▶ YOUR OBJECTIVE
The records below hold pictures; please leave those out and retype the rest exactly.

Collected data
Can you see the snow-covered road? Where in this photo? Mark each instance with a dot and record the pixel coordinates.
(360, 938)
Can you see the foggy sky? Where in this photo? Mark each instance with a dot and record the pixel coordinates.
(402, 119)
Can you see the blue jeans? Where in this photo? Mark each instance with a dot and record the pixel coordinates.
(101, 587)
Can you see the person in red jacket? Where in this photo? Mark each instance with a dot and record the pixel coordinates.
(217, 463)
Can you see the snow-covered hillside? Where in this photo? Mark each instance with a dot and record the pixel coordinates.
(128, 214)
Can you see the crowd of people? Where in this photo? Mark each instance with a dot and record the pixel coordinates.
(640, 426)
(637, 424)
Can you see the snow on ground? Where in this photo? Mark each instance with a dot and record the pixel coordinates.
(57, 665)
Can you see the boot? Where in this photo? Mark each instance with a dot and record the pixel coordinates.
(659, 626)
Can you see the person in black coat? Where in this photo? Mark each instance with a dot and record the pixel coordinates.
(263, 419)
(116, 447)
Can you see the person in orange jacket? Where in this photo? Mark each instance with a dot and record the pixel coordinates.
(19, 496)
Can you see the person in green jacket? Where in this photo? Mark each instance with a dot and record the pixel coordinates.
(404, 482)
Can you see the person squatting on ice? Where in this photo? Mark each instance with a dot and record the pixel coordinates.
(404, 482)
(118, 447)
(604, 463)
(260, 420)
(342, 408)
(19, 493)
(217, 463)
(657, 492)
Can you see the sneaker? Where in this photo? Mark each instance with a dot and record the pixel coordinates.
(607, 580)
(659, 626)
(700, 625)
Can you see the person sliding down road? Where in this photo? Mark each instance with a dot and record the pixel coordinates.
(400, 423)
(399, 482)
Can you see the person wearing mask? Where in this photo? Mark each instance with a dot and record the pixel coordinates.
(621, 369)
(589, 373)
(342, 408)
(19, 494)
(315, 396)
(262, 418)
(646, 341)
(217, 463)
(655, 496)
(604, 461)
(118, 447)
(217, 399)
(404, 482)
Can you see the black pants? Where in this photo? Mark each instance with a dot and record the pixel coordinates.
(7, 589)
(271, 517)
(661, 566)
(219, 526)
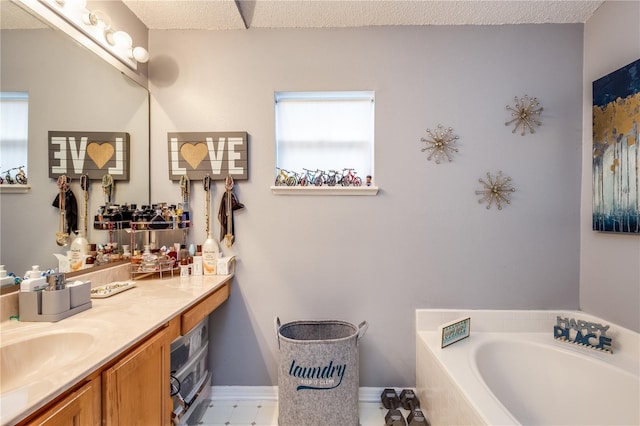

▶ RESULT
Can you see the snow-covered road? Where in this photo? Mark each instance with a dot and record the pixel coordinates.
(360, 938)
Can you see the foggy sky? Where in this photo? Mark each instance with a dot and record the pixel coordinates.
(402, 119)
Can you see the blue jeans? Where in this photo? Mark each instance with a dot and record the pixel coordinates.
(101, 587)
Can you see the person in red jacket? Where in this photo? Mark each instance with a dot and record the pixel coordinates.
(217, 463)
Can you see the snow-covered hillside? Where in this photo? Mark each instance with a dot and record the pixel coordinates.
(128, 214)
Can you see the crowd of people? Where in this photo? Mark each instance with a dot and record the pixel coordinates.
(640, 426)
(637, 424)
Can you see the snow on ground? Where in this photo? Mark each instance with a dot and record the pixel coordinates.
(57, 665)
Can you see the boot? Where in this photo? Mark each instance with a dot and record the pixel coordinates.
(659, 626)
Can you see the person in black coat? Where in this photo? Mark each instance with a dot and record the pixel coordinates.
(263, 419)
(116, 447)
Can you see the person in orange jacket? Where in this photo? Mark each instance with a dot and record the pixel coordinates.
(19, 496)
Can you see the person in green jacket? Where in this photo? Mark each instance with a dot and record the pixel coordinates.
(404, 482)
Can you see the person squatting on ice? Where in this photo? Mark each instance with a dot and record the pixel coordinates.
(404, 482)
(118, 447)
(604, 463)
(260, 420)
(342, 408)
(19, 493)
(217, 463)
(657, 492)
Can you see the sneaker? Where in this photo? Mark each instance with a dot and record the pixel coordinates.
(607, 580)
(659, 626)
(700, 625)
Can you see the person sliding down road? Where in this photo? Mark each instance with a dot and record the pixel coordinates.
(400, 423)
(399, 482)
Can you see the person wearing mask? Where in this photo? Mark each instance with a dot and record the pixel coordinates.
(621, 369)
(589, 373)
(342, 408)
(19, 494)
(315, 396)
(262, 418)
(646, 341)
(217, 463)
(655, 496)
(604, 461)
(118, 447)
(217, 399)
(404, 482)
Can you see the black pants? Where in this photo? Mark each instance with a dot and record the pixel coordinates.
(7, 589)
(271, 517)
(661, 566)
(219, 526)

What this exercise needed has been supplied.